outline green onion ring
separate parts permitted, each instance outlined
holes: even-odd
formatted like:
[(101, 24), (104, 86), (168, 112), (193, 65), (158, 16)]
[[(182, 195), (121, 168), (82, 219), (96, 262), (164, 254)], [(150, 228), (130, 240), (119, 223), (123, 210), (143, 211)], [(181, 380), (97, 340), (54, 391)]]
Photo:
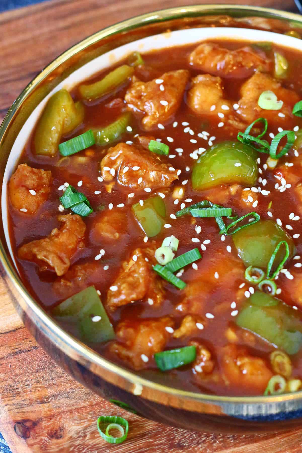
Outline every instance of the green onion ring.
[[(275, 260), (276, 255), (277, 255), (277, 252), (279, 250), (279, 249), (281, 246), (283, 244), (284, 244), (284, 247), (285, 247), (285, 255), (284, 255), (284, 257), (282, 261), (278, 265), (278, 266), (276, 269), (276, 270), (275, 270), (275, 271), (273, 273), (273, 274), (271, 275), (270, 275), (270, 274), (271, 270), (272, 270), (272, 267), (273, 266), (273, 262)], [(288, 247), (288, 243), (286, 241), (280, 241), (279, 243), (277, 244), (276, 248), (275, 248), (275, 250), (272, 254), (272, 256), (269, 259), (269, 261), (268, 261), (267, 269), (266, 270), (267, 278), (270, 280), (273, 280), (273, 279), (274, 279), (277, 274), (278, 274), (278, 273), (283, 267), (284, 263), (285, 262), (285, 261), (288, 259), (289, 256), (289, 247)]]
[[(105, 433), (101, 429), (100, 426), (101, 424), (102, 425), (109, 424)], [(118, 425), (124, 431), (124, 434), (120, 437), (113, 437), (113, 436), (109, 434), (110, 429), (109, 427), (111, 425), (111, 427), (113, 427), (112, 426), (112, 424)], [(101, 415), (101, 417), (99, 417), (97, 419), (97, 426), (101, 436), (109, 443), (121, 443), (127, 438), (129, 429), (129, 425), (127, 420), (123, 419), (122, 417), (118, 417), (116, 415)], [(114, 427), (116, 427), (115, 426)], [(118, 429), (121, 433), (121, 430), (120, 428), (117, 428), (117, 429)]]
[[(285, 146), (281, 149), (278, 154), (277, 154), (277, 149), (279, 143), (283, 137), (287, 135), (288, 141)], [(283, 130), (279, 132), (273, 138), (269, 147), (269, 155), (272, 159), (278, 159), (284, 156), (291, 149), (295, 141), (295, 133), (293, 130)]]

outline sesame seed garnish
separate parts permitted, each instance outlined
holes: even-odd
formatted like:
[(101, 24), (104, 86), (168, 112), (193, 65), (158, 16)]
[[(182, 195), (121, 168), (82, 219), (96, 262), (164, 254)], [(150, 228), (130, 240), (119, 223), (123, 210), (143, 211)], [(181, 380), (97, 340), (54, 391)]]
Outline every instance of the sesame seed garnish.
[(149, 357), (148, 357), (148, 356), (146, 356), (145, 354), (141, 354), (140, 358), (141, 358), (143, 361), (145, 363), (147, 363), (147, 362), (149, 361)]

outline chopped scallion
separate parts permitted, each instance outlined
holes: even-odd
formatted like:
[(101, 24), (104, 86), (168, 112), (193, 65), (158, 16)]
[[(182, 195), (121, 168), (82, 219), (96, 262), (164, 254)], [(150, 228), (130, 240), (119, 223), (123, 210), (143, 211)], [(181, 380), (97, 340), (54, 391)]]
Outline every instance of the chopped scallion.
[(264, 271), (259, 267), (255, 267), (254, 266), (249, 266), (245, 269), (244, 276), (245, 280), (251, 283), (257, 284), (263, 280), (265, 274)]
[(96, 143), (93, 133), (91, 129), (80, 135), (74, 137), (59, 145), (60, 153), (62, 156), (71, 156), (79, 151), (86, 149)]
[(259, 96), (258, 105), (264, 110), (280, 110), (283, 105), (283, 101), (278, 101), (273, 92), (267, 90), (263, 92)]
[[(271, 280), (263, 280), (258, 285), (258, 288), (261, 291), (268, 293), (271, 296), (274, 296), (277, 291), (277, 285)], [(266, 288), (268, 289), (268, 291), (265, 290)]]
[(156, 141), (156, 140), (150, 140), (149, 143), (149, 150), (156, 154), (164, 154), (168, 155), (169, 154), (169, 147), (164, 143)]
[[(116, 415), (104, 415), (97, 419), (97, 429), (101, 436), (109, 443), (121, 443), (126, 440), (128, 434), (129, 425), (127, 420), (122, 417)], [(106, 427), (105, 432), (104, 430)], [(119, 427), (118, 428), (117, 427)], [(110, 429), (118, 429), (121, 434), (120, 437), (114, 437), (109, 434)]]
[(162, 277), (165, 280), (167, 280), (169, 283), (173, 284), (179, 289), (183, 289), (187, 286), (186, 284), (182, 280), (181, 280), (178, 277), (174, 275), (168, 269), (166, 269), (166, 266), (163, 267), (159, 264), (156, 264), (153, 266), (153, 270), (157, 272), (161, 277)]
[(155, 353), (154, 358), (161, 371), (168, 371), (194, 361), (196, 358), (196, 347), (185, 346), (177, 349), (163, 351)]
[(226, 217), (232, 215), (230, 207), (202, 207), (197, 209), (190, 209), (193, 217)]
[[(277, 154), (277, 150), (278, 145), (283, 137), (287, 136), (288, 141), (286, 145)], [(279, 157), (284, 156), (291, 149), (295, 141), (295, 133), (293, 130), (283, 130), (279, 132), (273, 138), (271, 142), (269, 148), (269, 155), (272, 159), (278, 159)]]
[[(281, 262), (279, 263), (279, 264), (278, 265), (275, 270), (274, 270), (274, 272), (273, 273), (273, 274), (271, 275), (271, 271), (272, 270), (272, 268), (273, 267), (274, 261), (275, 261), (275, 258), (276, 258), (276, 255), (279, 248), (282, 245), (282, 244), (283, 244), (284, 247), (285, 247), (285, 254)], [(285, 262), (285, 261), (288, 259), (289, 256), (289, 247), (288, 247), (288, 244), (287, 242), (286, 241), (280, 241), (279, 243), (277, 244), (276, 248), (275, 249), (273, 252), (272, 254), (272, 256), (269, 259), (269, 261), (268, 261), (268, 267), (266, 270), (266, 276), (267, 278), (269, 279), (270, 280), (271, 279), (273, 280), (273, 279), (274, 279), (277, 274), (278, 274), (278, 273), (281, 270), (283, 267), (284, 263)]]

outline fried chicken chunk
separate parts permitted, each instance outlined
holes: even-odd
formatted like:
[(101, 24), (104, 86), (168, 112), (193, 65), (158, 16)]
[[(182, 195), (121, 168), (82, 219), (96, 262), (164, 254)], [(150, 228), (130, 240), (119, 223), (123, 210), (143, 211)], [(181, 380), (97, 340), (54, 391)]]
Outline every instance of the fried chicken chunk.
[(34, 169), (27, 164), (20, 164), (9, 183), (11, 204), (16, 209), (26, 209), (22, 212), (28, 214), (35, 214), (47, 200), (52, 181), (51, 171)]
[(115, 332), (118, 342), (110, 345), (110, 352), (135, 370), (141, 370), (148, 366), (153, 354), (163, 351), (171, 335), (166, 328), (173, 326), (173, 321), (168, 316), (123, 321)]
[(131, 253), (131, 258), (124, 261), (107, 294), (110, 309), (114, 311), (118, 307), (136, 300), (150, 299), (155, 305), (162, 303), (164, 297), (163, 281), (152, 267), (152, 263), (155, 264), (155, 246), (137, 248)]
[[(189, 72), (183, 69), (166, 72), (158, 79), (148, 82), (134, 78), (125, 100), (130, 108), (138, 109), (145, 113), (142, 125), (146, 130), (149, 130), (158, 123), (168, 121), (176, 113), (188, 79)], [(159, 80), (162, 81), (161, 83)], [(161, 101), (164, 101), (163, 105)]]
[(271, 65), (264, 52), (249, 46), (229, 50), (209, 43), (201, 44), (193, 50), (189, 62), (195, 69), (222, 77), (248, 77), (258, 69), (269, 70)]
[(102, 177), (106, 182), (115, 178), (121, 185), (131, 189), (168, 187), (178, 179), (178, 170), (169, 169), (171, 166), (161, 163), (158, 154), (125, 143), (110, 148), (102, 159), (101, 167)]
[(22, 246), (18, 256), (21, 260), (36, 263), (41, 269), (53, 269), (60, 276), (68, 270), (70, 260), (77, 249), (84, 246), (86, 227), (77, 215), (58, 216), (58, 220), (63, 223), (59, 230), (55, 228), (47, 237)]

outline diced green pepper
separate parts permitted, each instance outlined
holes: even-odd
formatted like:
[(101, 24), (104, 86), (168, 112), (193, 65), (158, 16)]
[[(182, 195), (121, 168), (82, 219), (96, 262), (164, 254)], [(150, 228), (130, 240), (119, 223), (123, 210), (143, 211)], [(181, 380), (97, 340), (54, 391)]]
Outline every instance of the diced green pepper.
[(132, 209), (140, 226), (148, 237), (159, 233), (165, 223), (166, 205), (159, 195), (145, 200), (142, 206), (136, 203)]
[[(232, 236), (238, 255), (246, 266), (266, 268), (276, 246), (286, 241), (289, 247), (289, 257), (292, 256), (295, 246), (291, 236), (272, 220), (260, 220), (254, 225), (240, 230)], [(274, 260), (276, 265), (284, 256), (283, 247), (278, 252)]]
[(134, 68), (126, 64), (119, 66), (97, 82), (80, 85), (80, 95), (86, 101), (97, 99), (123, 83), (134, 72)]
[(257, 152), (240, 142), (223, 142), (209, 148), (193, 167), (192, 187), (203, 190), (223, 184), (253, 186), (257, 180)]
[(52, 314), (58, 320), (76, 325), (84, 341), (101, 343), (115, 338), (112, 325), (94, 286), (61, 302)]
[(131, 118), (131, 114), (127, 112), (123, 113), (117, 120), (102, 129), (93, 129), (96, 145), (104, 146), (117, 140), (130, 124)]
[(84, 118), (84, 106), (75, 104), (64, 89), (55, 93), (45, 106), (34, 135), (36, 154), (52, 157), (58, 151), (62, 135), (71, 132)]
[(302, 346), (302, 318), (282, 301), (256, 291), (245, 303), (236, 323), (292, 355)]

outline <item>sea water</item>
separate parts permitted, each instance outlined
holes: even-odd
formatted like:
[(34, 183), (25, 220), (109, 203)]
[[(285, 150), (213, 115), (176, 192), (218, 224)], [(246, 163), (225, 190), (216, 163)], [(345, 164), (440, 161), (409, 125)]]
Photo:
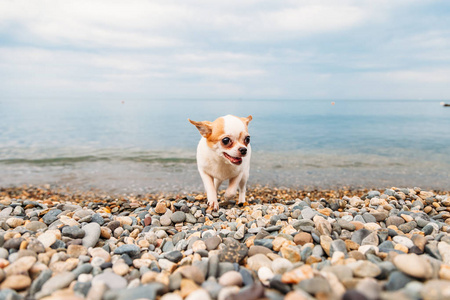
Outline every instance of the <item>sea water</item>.
[(450, 189), (439, 101), (0, 100), (0, 187), (202, 190), (188, 122), (252, 115), (251, 186)]

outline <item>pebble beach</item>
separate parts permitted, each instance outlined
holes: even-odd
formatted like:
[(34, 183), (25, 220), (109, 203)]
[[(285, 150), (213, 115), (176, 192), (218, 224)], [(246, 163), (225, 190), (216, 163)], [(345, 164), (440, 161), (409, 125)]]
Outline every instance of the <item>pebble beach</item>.
[(0, 299), (450, 299), (450, 196), (0, 188)]

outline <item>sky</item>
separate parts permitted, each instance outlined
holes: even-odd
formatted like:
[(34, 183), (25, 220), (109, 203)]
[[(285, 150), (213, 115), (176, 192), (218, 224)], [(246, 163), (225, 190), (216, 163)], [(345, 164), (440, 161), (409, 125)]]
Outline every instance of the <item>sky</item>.
[(450, 1), (1, 0), (0, 98), (450, 99)]

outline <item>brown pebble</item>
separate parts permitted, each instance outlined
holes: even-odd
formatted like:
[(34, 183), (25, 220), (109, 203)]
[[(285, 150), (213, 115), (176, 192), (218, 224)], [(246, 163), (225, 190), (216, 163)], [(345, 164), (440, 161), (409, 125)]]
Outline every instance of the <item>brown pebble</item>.
[(1, 289), (24, 290), (31, 285), (31, 278), (26, 275), (11, 275), (0, 285)]
[(307, 232), (299, 232), (294, 236), (294, 243), (296, 245), (301, 245), (303, 246), (306, 243), (312, 243), (313, 239), (311, 234), (307, 233)]
[(164, 214), (164, 213), (166, 212), (166, 210), (167, 210), (166, 203), (164, 203), (164, 202), (159, 202), (158, 204), (156, 204), (155, 212), (156, 212), (157, 214), (162, 215), (162, 214)]

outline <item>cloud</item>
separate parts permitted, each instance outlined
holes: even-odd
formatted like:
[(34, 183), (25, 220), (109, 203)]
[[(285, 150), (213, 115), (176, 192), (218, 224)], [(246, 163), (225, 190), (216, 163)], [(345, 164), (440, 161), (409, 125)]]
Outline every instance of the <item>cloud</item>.
[(4, 0), (0, 93), (436, 97), (450, 93), (449, 16), (441, 5)]

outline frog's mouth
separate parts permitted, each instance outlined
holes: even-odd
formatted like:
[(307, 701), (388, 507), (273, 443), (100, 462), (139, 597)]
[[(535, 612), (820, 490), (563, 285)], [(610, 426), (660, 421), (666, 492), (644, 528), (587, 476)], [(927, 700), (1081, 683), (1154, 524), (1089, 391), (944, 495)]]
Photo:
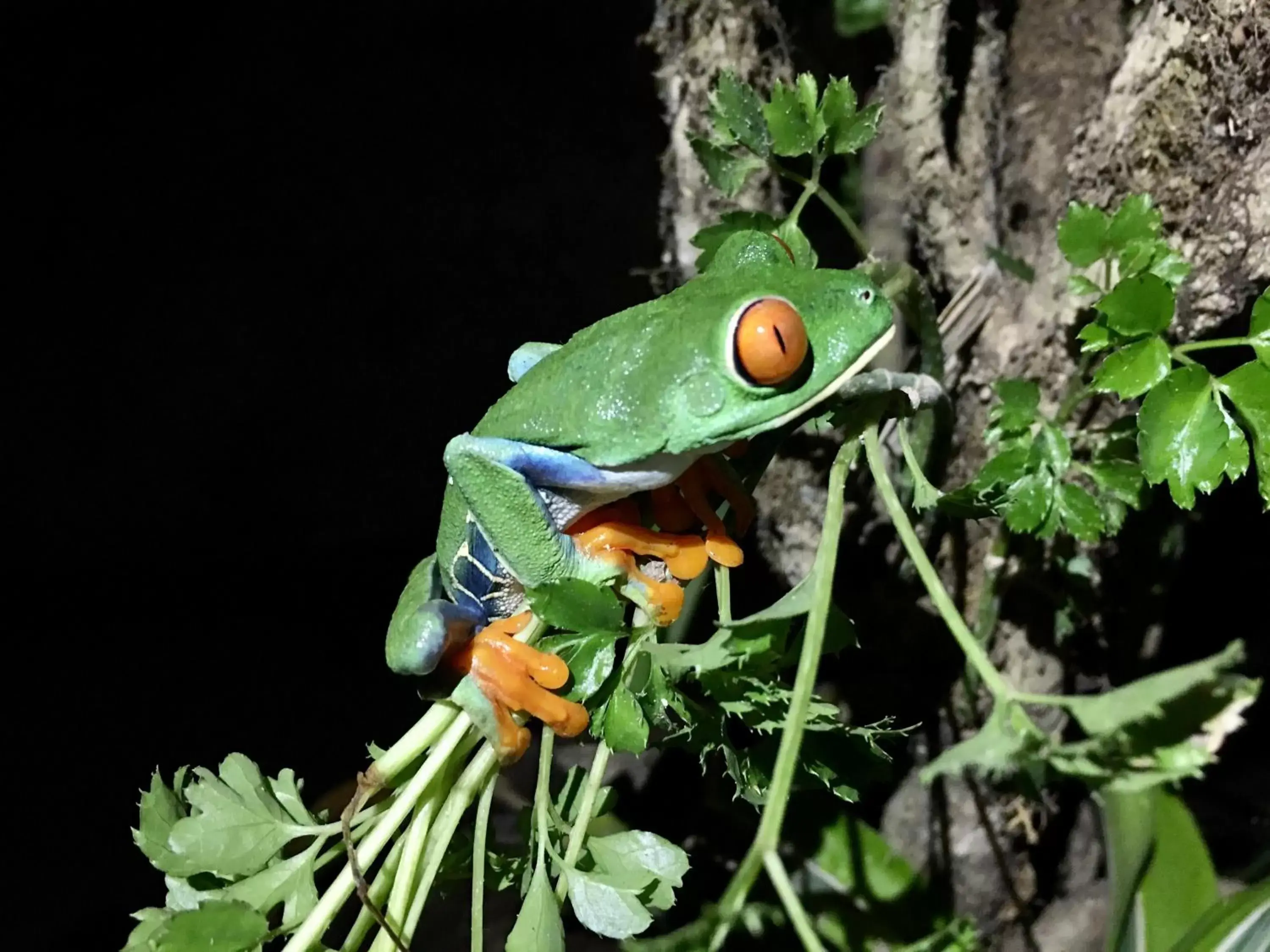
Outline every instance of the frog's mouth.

### Required work
Please write out everything from the start of the records down to the line containing "Outline every instance of the green", substituting "red onion ring" for "green onion ring" and changing nothing else. Leave the picture out of your answer.

### Worked solution
outline red onion ring
separate parts permitted, each instance outlined
holes: even-odd
formatted like:
[(101, 24), (104, 86), (168, 112), (193, 65), (158, 16)]
[[(182, 195), (121, 168), (82, 219), (96, 262), (164, 254)], [(150, 228), (130, 240), (119, 223), (123, 210), (143, 211)], [(181, 380), (97, 340), (54, 391)]]
Photo:
Outline every instance of the red onion ring.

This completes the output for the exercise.